练习要求: 逐字抄录下方这段关于卵巢癌治疗的文字，不得增删或改动任何内容。

选定摘录:
卵巢癌是最常见的妇科癌症,在英格兰和威尔士,其年发病率为每10万人中有21.6例。由于该病早期通常无症状,多数病例直到晚期才被发现。因此,确诊后的预后较差,英国的5年生存率仅约为30%。目前的建议表明,卵巢癌一线化疗应采用紫杉醇和铂类(Pt)疗法(顺铂/卡铂),然而,大多数患者会出现耐药或难治性疾病,需要二线治疗。如果无治疗间隔大于6个月,患者可能对再次使用铂类药物治疗有反应,但通常需要其他替代方案。拓扑替康是英国目前获批用于二线治疗的六种药物之一,最近的综述表明,它在治疗晚期疾病方面疗效一般,与紫杉醇相比表现良好。然而,这些综述基于数量有限的报告,主要包括非随机的I期和II期研究。

可用数据:
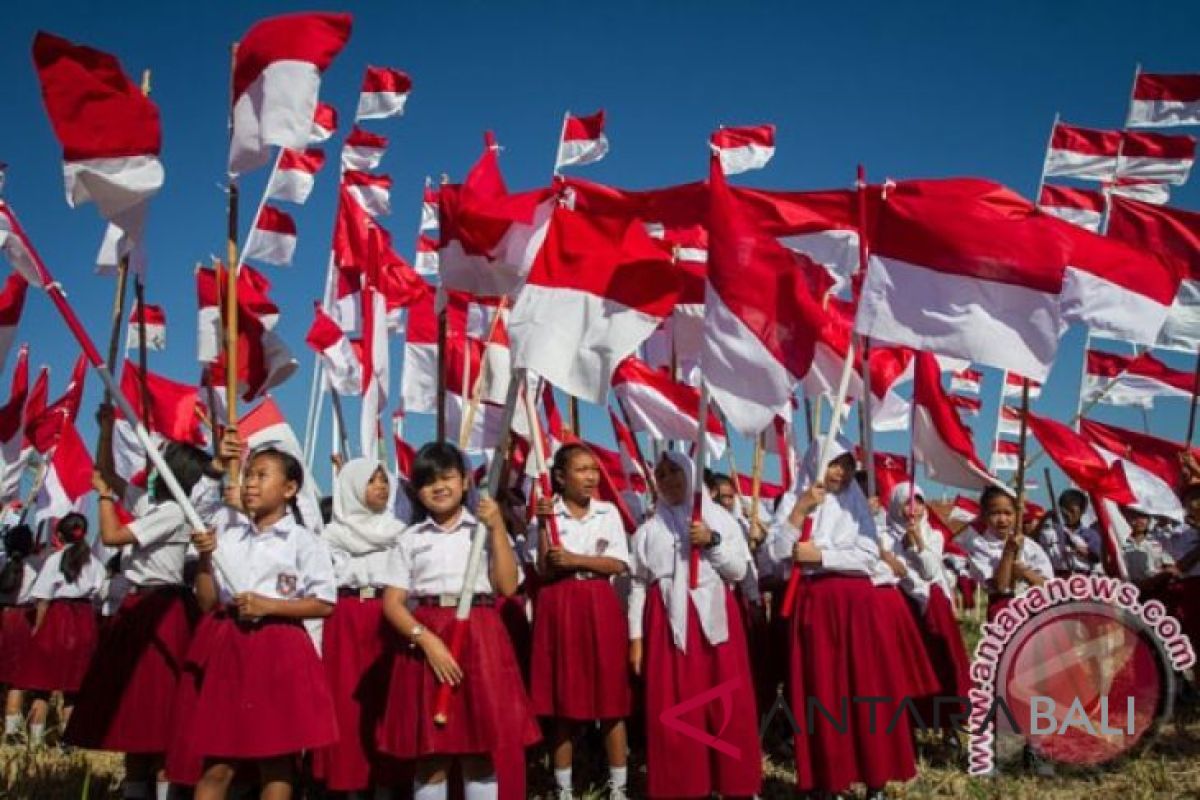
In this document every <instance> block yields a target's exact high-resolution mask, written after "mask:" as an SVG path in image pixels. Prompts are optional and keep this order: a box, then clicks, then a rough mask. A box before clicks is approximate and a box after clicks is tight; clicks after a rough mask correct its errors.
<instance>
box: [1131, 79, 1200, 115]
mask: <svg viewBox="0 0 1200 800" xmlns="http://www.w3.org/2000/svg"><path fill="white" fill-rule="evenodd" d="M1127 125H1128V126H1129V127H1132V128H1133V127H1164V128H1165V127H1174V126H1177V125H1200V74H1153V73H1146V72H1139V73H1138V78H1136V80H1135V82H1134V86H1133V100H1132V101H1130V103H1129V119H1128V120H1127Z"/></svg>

--

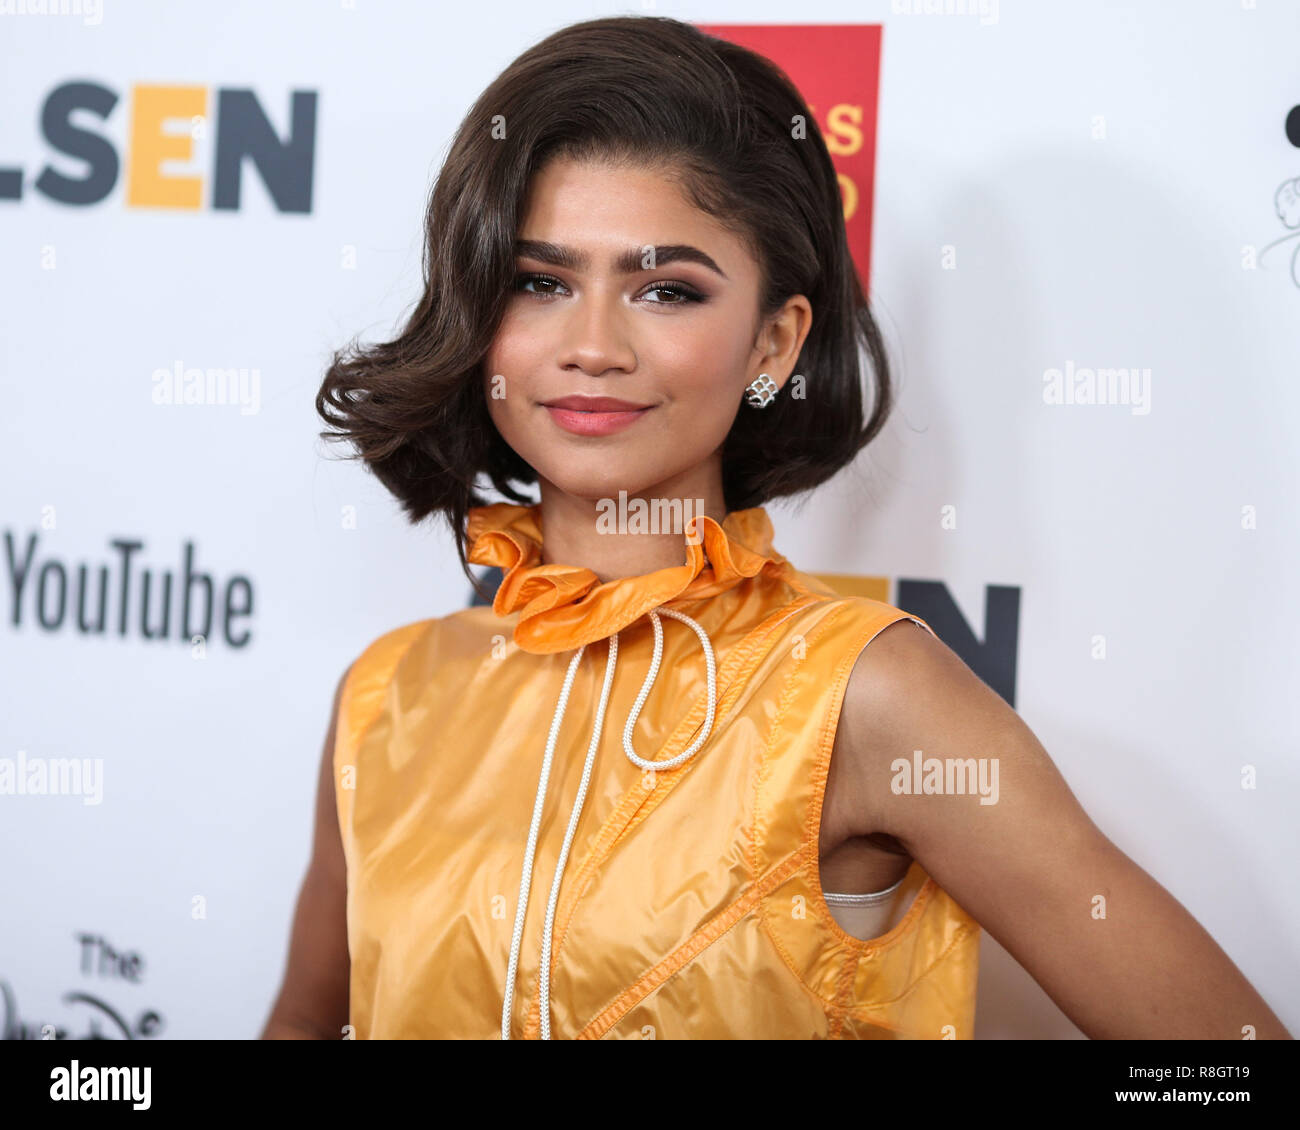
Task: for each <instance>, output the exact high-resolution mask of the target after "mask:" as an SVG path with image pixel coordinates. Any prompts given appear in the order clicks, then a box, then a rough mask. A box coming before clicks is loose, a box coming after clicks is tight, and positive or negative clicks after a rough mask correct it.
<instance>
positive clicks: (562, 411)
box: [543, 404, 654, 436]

预期输出:
卵巢癌是最常见的妇科癌症,在英格兰和威尔士,其年发病率为每10万人中有21.6例。由于该病早期通常无症状,多数病例直到晚期才被发现。因此,确诊后的预后较差,英国的5年生存率仅约为30%。目前的建议表明,卵巢癌一线化疗应采用紫杉醇和铂类(Pt)疗法(顺铂/卡铂),然而,大多数患者会出现耐药或难治性疾病,需要二线治疗。如果无治疗间隔大于6个月,患者可能对再次使用铂类药物治疗有反应,但通常需要其他替代方案。拓扑替康是英国目前获批用于二线治疗的六种药物之一,最近的综述表明,它在治疗晚期疾病方面疗效一般,与紫杉醇相比表现良好。然而,这些综述基于数量有限的报告,主要包括非随机的I期和II期研究。